» **The task**
Leave out any pictures and transcribe all other data below exactly.

● ● ●

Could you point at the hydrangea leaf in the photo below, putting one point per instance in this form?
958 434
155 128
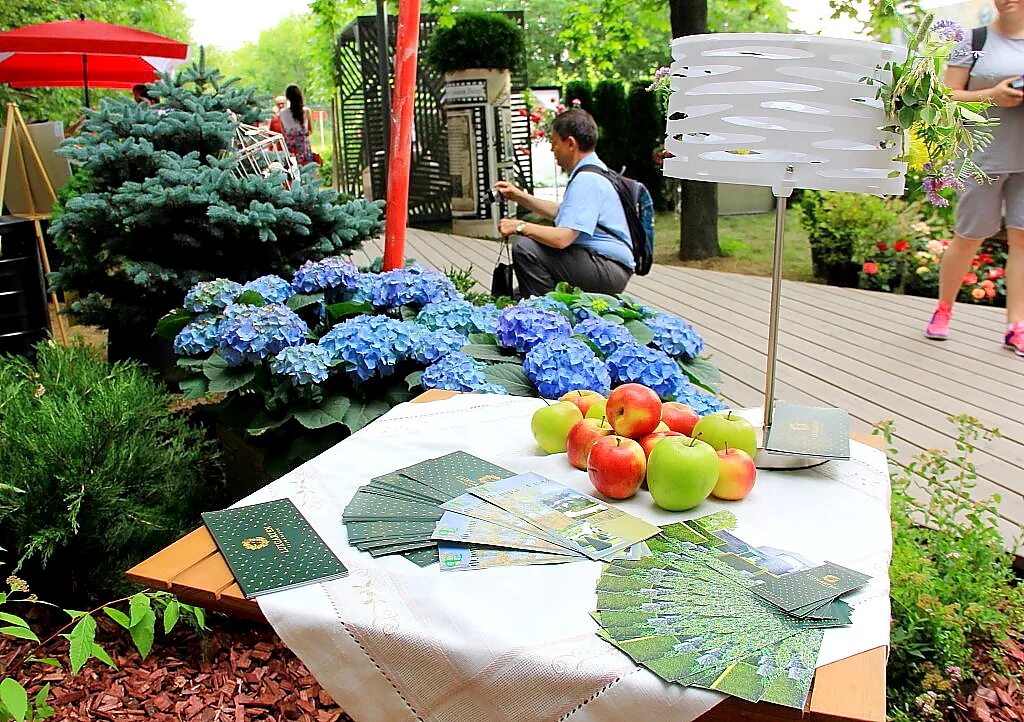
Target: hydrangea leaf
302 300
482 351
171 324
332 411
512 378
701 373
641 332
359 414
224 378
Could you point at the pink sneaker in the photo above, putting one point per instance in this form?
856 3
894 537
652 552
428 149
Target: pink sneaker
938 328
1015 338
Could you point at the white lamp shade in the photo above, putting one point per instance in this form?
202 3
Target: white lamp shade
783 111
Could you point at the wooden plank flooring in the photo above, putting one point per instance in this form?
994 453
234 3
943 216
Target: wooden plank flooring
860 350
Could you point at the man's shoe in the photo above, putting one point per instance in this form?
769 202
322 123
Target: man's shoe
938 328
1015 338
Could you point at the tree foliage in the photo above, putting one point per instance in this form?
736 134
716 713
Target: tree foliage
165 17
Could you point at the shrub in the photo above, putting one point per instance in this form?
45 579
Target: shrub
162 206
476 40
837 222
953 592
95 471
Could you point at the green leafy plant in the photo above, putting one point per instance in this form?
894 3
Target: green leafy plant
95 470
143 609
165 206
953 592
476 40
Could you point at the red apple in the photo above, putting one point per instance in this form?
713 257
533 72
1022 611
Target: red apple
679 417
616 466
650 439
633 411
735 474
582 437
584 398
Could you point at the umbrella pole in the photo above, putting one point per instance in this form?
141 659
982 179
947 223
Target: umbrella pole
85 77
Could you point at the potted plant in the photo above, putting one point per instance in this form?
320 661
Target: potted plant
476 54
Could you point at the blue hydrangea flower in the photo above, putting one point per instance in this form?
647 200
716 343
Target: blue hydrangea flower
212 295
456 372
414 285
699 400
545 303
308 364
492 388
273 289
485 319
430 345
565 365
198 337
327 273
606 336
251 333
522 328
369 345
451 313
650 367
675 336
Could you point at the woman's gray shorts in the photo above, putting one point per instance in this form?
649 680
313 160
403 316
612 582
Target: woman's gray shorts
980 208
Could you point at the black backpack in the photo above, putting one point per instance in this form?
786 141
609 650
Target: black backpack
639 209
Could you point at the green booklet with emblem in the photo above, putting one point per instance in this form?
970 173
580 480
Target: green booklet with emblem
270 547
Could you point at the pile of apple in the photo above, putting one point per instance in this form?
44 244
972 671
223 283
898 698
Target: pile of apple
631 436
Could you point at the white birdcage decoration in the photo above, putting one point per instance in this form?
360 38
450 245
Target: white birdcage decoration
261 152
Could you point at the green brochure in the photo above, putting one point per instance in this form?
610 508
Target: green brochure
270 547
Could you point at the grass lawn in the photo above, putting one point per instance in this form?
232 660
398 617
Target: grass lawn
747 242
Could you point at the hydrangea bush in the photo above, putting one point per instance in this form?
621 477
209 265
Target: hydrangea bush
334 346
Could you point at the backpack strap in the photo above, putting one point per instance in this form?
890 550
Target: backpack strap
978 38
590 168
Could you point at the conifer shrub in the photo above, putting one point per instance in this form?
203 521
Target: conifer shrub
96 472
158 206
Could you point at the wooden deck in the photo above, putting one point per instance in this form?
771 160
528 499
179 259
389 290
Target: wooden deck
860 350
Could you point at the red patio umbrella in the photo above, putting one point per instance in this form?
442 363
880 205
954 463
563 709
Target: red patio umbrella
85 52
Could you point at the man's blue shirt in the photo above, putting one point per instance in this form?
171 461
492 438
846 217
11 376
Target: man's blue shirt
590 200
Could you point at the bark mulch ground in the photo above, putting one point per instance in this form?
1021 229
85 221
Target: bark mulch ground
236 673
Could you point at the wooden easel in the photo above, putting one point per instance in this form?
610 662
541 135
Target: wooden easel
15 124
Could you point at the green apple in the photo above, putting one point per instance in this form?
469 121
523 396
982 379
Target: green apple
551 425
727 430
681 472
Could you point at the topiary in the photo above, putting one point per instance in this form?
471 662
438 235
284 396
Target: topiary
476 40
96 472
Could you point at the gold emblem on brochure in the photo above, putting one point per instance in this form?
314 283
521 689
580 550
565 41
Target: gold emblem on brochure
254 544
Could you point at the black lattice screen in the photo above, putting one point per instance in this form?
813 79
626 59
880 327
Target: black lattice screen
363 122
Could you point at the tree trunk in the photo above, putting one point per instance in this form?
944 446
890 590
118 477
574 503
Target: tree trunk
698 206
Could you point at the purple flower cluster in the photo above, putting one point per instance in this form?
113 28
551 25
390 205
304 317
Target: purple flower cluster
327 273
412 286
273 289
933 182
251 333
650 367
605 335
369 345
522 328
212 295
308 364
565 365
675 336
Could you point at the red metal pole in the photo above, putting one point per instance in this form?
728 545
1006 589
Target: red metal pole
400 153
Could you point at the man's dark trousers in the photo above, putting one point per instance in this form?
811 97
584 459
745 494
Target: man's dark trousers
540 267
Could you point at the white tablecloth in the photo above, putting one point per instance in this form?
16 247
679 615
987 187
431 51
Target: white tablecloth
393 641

● ● ●

» **Answer**
Could you point at the hydrangea leaf in the photo below, putting one point per instance in this form?
958 434
155 128
Target: hydrangea leaf
302 300
482 351
171 324
332 411
512 378
701 373
641 332
359 414
224 378
Could you point at the pink sneaker in the photo above, putting one point per instance in this form?
856 3
894 537
652 552
428 149
Target: pink sneaker
938 328
1015 338
Could you point at the white lamp shade in the photo above, putting one point per instance in this form?
202 3
Target: white lamp shade
783 111
Could you point at the wooden plank flooring in the photo above, putting one point per instance in this form?
994 453
234 3
943 216
Target: wooden plank flooring
860 350
Could you point at the man's shoe in the photo above, putting one point per instance in this form?
769 202
322 123
Target: man's shoe
938 328
1015 338
Could you point at the tree foliage in the photo above, putting one point per instance in this form?
736 134
716 713
Target: tree foliage
165 17
Could you point at the shrub in the photo above, putting one point per instance in this form?
45 579
Target: shrub
162 206
476 40
837 222
953 592
95 471
Could you point at the green leafy plant in the photo above, putting one point per instance in this form?
894 3
Target: green leafy plant
95 470
143 609
165 206
953 592
476 40
Could you point at the red apple in the photo above, putting one point per instance in this form?
713 257
533 72
1022 611
Target: red apple
679 417
616 466
650 439
633 411
735 474
582 437
584 398
Could you point at the umbrella pole in the photo above, putting one point per instance in this form?
141 659
982 179
947 223
Target: umbrella pole
85 77
Could you point at the potted plant in the photo above, putting one point per instance in this form?
320 661
Target: potted plant
476 54
Could you point at the blue hydrangea flower in the photo above, putting one point per instance in this form?
647 200
716 343
Target: blue hydrangea flower
212 295
456 372
414 285
699 400
545 303
308 364
492 388
273 289
485 319
430 345
565 365
198 337
327 273
606 336
251 333
522 328
369 345
451 313
650 367
675 336
Could you point at the woman's gray shorts in the photo above, putting one point per instance in this form?
649 680
313 160
403 316
612 582
Target: woman's gray shorts
980 208
Could you point at the black backpack in the photo above, putting one point per instance in this form?
786 141
609 650
Target: black backpack
639 209
Could you point at the green booklet with emblem in the photo above, putting one point per instance in this form?
970 173
580 480
Target: green booklet with emblem
270 547
Could you point at the pile of apple in the photo above, putting one point per instance in this form?
44 244
972 671
223 283
898 698
Target: pile of apple
631 436
Could you point at the white birdcage decoration in the photo above, putting one point per instance in this form?
360 38
450 245
Target: white birdcage decoration
261 152
Could you point at the green brochure in the photo above, putting one point per instance in this form?
610 508
Target: green brochure
270 547
Could you point at the grass lawn in the photo above, putting one point per instance in this form?
232 660
398 617
Target: grass lawn
747 242
Could you point at the hydrangea bush in the photo above, putting one point per instance in this form?
621 477
209 265
Target: hydrangea bush
334 346
Could you point at the backpack strap in the photo above, putting one point per instance in this form?
890 550
Target: backpack strap
978 38
590 168
Could you point at the conifer shrub in the photo above, putting one point per instance in this form?
203 521
Target: conifer shrub
96 472
158 206
Could you point at the wooden deck in the photo above, putting one point per instance in this form?
771 160
528 499
179 259
389 290
Target: wooden deck
860 350
Could you point at the red patio umbrella in the photo above, putting one point per instance in this form?
442 363
880 205
954 463
563 709
Target: red patio umbrella
85 52
Could you point at the man's blue shirt in the photo above, putting one point per instance in this form?
171 461
492 438
846 217
11 376
Target: man's blue shirt
590 200
Could you point at the bark mulch ground in the photo above, putting one point per instance in this form?
1021 229
85 221
Target: bark mulch ground
236 673
Could you point at the wooden easel in the photo above, putting one point per instance in this form?
610 662
541 135
Target: wooden easel
15 124
Could you point at the green apple in the photo above, putting one point per instance in this form?
469 121
523 396
982 379
Target: green apple
551 425
727 430
681 472
Could you point at the topiary in the photo above, putting one point per instance in this form?
471 662
438 235
284 396
Target: topiary
476 40
96 472
Could you point at the gold emblem on brochure in the photo above, putting one point per instance in this form?
314 283
521 689
580 550
565 41
Target: gold emblem on brochure
254 544
Could you point at the black lattice screen in the photo above, putting one point per instance in this form?
813 79
626 59
880 327
Target: black lattice screen
363 122
Could you point at the tree trunk in the photo above, putting one point per instance in this form?
944 446
890 590
118 477
574 503
Target: tree trunk
698 206
Could you point at the purple flower cluster in the photo above, putting one point per instance in this form?
113 28
551 25
390 205
304 317
Target: purple flower cluster
327 273
412 286
273 289
933 182
251 333
650 367
605 335
369 345
522 328
212 295
308 364
565 365
675 336
Could you point at the red metal pole in the photo above, putting one point per instance in this form?
728 545
1006 589
Target: red metal pole
400 153
Could you point at the man's dark trousers in the photo above, putting one point per instance in this form?
811 97
584 459
745 494
Target: man's dark trousers
540 267
Could you point at the white tablecloth in the photo above, putting one point per instance in this form?
16 247
679 615
987 187
431 51
Target: white tablecloth
393 641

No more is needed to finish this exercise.